_Short exercise_:
Which lines in the items below contain the word "woman"? List each of them in full.

_Raw records_:
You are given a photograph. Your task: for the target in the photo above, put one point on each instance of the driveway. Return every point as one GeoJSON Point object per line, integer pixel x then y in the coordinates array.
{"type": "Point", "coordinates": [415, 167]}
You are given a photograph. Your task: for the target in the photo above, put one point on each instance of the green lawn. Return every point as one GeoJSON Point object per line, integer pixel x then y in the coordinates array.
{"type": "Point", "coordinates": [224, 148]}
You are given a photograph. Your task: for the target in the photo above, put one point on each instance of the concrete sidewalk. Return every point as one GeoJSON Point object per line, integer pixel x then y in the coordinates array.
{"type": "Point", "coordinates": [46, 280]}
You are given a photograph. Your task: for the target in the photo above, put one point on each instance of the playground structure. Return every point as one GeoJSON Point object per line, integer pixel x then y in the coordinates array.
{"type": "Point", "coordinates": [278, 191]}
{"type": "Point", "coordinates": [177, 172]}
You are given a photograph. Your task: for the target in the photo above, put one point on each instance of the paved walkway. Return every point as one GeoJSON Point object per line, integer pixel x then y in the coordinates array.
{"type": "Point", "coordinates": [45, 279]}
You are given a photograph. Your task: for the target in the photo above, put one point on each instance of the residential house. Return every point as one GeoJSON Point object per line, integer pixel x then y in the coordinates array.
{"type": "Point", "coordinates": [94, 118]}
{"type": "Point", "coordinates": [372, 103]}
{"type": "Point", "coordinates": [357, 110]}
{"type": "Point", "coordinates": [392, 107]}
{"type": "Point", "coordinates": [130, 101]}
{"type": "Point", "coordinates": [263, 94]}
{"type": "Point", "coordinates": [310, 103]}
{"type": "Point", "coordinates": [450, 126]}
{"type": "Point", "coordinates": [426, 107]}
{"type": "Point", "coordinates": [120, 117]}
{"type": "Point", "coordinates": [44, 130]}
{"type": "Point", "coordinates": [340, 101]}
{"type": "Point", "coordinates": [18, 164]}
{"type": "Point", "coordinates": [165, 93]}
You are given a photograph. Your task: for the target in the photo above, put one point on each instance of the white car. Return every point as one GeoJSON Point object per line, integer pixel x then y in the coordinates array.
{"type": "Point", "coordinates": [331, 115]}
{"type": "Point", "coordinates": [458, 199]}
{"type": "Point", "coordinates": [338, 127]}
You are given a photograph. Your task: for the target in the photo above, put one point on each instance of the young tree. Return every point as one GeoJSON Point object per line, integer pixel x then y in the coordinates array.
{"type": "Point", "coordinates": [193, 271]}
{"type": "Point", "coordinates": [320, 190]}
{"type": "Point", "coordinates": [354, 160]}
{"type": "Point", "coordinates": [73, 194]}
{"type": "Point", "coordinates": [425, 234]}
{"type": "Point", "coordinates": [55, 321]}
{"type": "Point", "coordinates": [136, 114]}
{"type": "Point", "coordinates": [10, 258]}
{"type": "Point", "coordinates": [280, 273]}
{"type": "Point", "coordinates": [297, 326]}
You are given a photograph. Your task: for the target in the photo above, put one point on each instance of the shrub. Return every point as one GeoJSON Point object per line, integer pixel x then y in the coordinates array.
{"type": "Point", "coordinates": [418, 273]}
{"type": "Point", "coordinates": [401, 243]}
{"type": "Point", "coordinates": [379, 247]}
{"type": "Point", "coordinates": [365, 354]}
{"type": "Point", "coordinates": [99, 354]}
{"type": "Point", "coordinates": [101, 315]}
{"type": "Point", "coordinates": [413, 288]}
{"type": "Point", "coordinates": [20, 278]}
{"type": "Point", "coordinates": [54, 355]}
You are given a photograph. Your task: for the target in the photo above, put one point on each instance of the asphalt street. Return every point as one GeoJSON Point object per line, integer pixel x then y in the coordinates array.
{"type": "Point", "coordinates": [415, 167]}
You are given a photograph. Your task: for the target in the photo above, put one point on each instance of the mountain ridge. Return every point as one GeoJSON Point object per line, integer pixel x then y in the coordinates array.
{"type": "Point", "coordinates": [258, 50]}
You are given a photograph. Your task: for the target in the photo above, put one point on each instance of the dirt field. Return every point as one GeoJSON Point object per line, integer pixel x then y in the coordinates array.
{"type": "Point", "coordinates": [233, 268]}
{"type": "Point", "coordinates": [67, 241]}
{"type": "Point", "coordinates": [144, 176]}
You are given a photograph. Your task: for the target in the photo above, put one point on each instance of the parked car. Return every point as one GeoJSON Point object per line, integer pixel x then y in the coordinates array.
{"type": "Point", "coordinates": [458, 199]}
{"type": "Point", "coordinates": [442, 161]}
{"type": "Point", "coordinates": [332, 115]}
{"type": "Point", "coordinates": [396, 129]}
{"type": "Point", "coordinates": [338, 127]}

--

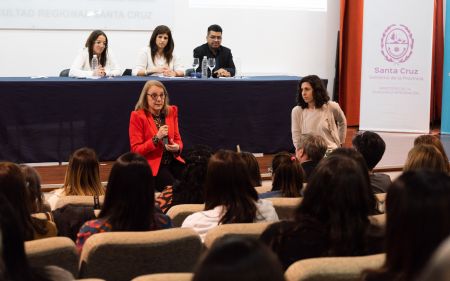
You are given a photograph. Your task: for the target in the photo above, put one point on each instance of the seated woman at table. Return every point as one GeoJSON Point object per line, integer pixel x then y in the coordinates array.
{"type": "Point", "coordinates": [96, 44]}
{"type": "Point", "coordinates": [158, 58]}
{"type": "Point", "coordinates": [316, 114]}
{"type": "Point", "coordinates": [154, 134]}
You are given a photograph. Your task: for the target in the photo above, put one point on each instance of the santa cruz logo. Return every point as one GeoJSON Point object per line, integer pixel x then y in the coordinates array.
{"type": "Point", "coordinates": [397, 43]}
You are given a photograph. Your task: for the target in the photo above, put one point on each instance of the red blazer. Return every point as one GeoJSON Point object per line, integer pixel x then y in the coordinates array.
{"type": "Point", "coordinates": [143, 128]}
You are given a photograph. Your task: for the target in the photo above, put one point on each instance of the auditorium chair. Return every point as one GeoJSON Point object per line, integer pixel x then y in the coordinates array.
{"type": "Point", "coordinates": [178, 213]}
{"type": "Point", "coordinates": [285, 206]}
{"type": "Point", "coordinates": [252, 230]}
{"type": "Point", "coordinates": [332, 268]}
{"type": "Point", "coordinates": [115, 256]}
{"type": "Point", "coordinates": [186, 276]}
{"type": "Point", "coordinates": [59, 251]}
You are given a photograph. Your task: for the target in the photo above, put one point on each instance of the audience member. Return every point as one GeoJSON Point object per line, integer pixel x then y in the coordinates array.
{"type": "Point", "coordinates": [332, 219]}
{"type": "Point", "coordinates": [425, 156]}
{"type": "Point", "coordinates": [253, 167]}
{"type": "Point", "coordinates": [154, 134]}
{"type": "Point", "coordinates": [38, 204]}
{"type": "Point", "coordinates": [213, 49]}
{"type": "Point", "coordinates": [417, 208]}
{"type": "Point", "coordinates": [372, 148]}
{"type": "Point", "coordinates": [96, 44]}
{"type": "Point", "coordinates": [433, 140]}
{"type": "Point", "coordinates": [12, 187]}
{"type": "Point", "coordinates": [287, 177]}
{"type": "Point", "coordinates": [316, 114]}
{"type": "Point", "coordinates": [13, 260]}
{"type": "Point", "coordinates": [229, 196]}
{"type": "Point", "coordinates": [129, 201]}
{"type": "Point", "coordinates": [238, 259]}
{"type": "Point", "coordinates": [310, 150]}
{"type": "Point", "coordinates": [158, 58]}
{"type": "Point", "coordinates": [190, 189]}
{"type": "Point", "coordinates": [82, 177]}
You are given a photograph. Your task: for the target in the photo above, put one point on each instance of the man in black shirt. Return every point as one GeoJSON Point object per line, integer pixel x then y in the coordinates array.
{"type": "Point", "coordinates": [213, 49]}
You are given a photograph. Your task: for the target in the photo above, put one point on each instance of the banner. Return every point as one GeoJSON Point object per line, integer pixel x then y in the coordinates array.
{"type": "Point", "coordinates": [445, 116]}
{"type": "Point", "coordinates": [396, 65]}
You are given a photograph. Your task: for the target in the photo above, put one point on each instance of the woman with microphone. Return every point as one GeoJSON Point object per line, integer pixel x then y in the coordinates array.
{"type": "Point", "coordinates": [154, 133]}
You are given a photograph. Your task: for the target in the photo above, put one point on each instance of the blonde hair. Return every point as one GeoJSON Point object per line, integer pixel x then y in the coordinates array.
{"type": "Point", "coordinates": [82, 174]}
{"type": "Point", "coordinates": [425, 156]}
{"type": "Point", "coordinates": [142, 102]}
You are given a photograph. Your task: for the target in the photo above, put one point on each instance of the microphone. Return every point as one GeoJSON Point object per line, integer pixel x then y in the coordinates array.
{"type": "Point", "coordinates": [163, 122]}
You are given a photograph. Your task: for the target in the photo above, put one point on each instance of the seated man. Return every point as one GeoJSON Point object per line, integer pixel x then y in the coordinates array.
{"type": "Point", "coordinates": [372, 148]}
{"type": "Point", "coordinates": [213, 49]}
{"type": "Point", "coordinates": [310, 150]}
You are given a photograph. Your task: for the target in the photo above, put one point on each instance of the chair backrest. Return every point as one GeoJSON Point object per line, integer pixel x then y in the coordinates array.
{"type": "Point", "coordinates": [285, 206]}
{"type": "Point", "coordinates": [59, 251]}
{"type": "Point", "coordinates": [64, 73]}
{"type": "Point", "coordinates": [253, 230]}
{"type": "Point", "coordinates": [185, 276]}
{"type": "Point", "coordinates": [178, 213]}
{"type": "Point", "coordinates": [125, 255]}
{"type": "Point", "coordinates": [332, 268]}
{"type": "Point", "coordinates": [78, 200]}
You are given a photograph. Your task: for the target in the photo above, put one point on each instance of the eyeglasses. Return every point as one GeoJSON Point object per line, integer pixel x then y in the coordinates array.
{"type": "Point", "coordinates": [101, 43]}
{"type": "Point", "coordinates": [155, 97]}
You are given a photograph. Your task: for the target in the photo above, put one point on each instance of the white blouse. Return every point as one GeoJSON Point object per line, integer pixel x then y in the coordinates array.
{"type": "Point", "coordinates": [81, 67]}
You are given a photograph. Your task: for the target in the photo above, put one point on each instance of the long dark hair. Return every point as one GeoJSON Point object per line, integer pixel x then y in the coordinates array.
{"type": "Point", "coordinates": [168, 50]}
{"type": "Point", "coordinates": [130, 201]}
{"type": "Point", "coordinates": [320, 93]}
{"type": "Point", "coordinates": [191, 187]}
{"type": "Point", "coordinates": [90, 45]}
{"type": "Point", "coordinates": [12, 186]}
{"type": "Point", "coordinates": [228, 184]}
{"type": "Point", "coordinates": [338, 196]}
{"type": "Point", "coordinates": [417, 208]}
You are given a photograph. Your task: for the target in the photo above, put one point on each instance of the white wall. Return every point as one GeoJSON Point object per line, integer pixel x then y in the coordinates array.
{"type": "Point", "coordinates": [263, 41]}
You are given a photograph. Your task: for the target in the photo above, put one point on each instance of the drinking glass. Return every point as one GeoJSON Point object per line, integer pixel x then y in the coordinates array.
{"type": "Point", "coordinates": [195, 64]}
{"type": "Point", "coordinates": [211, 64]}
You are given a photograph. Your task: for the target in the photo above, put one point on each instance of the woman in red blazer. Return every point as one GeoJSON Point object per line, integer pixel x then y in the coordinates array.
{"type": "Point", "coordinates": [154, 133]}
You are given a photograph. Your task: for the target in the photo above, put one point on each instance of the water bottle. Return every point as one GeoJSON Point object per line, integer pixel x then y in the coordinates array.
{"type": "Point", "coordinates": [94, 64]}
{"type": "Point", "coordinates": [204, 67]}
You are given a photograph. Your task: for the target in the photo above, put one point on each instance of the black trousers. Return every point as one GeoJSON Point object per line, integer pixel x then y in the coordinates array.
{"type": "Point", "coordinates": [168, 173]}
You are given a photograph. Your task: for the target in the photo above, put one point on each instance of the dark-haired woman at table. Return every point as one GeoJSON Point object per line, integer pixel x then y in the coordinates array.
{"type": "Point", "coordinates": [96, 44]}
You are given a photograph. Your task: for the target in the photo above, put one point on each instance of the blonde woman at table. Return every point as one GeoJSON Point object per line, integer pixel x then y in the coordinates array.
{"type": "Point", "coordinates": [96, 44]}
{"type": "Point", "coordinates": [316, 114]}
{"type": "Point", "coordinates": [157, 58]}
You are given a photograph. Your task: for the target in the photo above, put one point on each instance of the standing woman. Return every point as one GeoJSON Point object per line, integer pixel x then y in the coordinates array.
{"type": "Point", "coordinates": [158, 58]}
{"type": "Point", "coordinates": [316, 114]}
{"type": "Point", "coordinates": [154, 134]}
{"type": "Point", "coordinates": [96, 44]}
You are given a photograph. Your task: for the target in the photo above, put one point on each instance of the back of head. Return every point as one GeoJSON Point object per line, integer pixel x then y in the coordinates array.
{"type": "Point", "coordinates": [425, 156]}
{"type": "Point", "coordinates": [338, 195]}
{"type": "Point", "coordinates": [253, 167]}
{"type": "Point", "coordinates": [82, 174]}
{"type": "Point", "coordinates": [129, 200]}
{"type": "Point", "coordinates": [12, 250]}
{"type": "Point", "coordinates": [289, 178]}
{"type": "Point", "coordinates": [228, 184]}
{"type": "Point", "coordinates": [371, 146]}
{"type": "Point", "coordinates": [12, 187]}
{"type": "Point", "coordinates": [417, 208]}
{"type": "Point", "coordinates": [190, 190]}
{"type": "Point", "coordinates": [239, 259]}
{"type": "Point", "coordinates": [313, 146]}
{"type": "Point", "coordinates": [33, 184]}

_Solved problem_:
You are given a photograph. Your task: for the target in the photo above, put one point on each instance of the seated woman at table. Return every point as one GeoJSON Point object per line, integer pixel x then y in the coordinates array.
You are given a photograph. Your task: for the target in the photo above, put one point on each instance of the woman with microphone. Return every point as one GeoJSON Point object per line, integer pixel x then y in the coordinates array.
You are given a photograph. Your task: for the target in the photo above, put one point on each instance of the woman in red blazer. Return every point as one GeoJSON Point object per line, integer pixel x then y in the coordinates array.
You are given a photograph. Your task: for the target in the photo above, put one point on each instance of the dark-haired woman at table. Return every point as one GeoJSON Point object per line, integer pixel x then y in the coordinates array.
You are given a photograph. Your task: for the target in the photo above, put one point on each instance of the blonde woman at table. Return every point as one GeoJSON Point object per line, integer pixel x then y in the coordinates array.
You are given a photograph. Your task: for the target in the photo above, put one point on each instance of the standing woman. Return every point as one GeoJSON Point object per line, integer pixel x then y in the coordinates array.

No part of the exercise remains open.